Task to carry out: Return every line of the records below that contains the string "parapet", matching case.

Material for the task:

═══

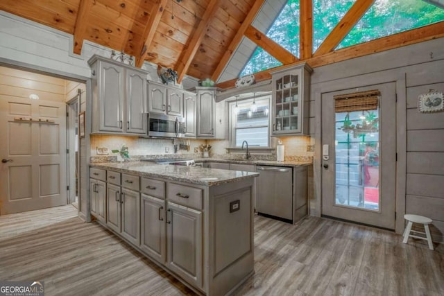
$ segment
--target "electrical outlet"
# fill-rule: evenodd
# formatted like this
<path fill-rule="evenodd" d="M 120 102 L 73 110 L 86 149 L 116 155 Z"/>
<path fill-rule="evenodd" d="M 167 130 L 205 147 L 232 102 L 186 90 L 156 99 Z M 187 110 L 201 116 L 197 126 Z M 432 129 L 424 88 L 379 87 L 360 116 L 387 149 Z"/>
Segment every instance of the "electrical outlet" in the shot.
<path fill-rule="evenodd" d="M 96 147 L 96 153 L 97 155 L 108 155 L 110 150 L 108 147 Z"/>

═══

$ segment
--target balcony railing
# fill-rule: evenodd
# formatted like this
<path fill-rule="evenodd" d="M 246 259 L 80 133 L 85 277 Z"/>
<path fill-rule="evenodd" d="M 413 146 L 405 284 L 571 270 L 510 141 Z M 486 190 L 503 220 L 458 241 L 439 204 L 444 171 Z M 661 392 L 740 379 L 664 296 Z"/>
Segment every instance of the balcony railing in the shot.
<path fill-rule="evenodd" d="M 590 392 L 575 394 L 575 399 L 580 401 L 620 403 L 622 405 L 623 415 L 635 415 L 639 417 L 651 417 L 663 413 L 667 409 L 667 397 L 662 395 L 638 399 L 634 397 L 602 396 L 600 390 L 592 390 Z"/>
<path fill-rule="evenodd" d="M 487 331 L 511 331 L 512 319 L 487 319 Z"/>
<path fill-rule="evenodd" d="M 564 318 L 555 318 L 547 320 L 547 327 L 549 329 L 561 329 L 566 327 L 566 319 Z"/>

═══

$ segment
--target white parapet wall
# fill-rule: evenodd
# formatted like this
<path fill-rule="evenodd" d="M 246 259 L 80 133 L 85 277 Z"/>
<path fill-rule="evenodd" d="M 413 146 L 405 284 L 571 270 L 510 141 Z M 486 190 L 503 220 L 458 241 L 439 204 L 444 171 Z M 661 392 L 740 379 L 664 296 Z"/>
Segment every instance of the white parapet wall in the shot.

═══

Task result:
--target white parapet wall
Segment every instance of the white parapet wall in the shot.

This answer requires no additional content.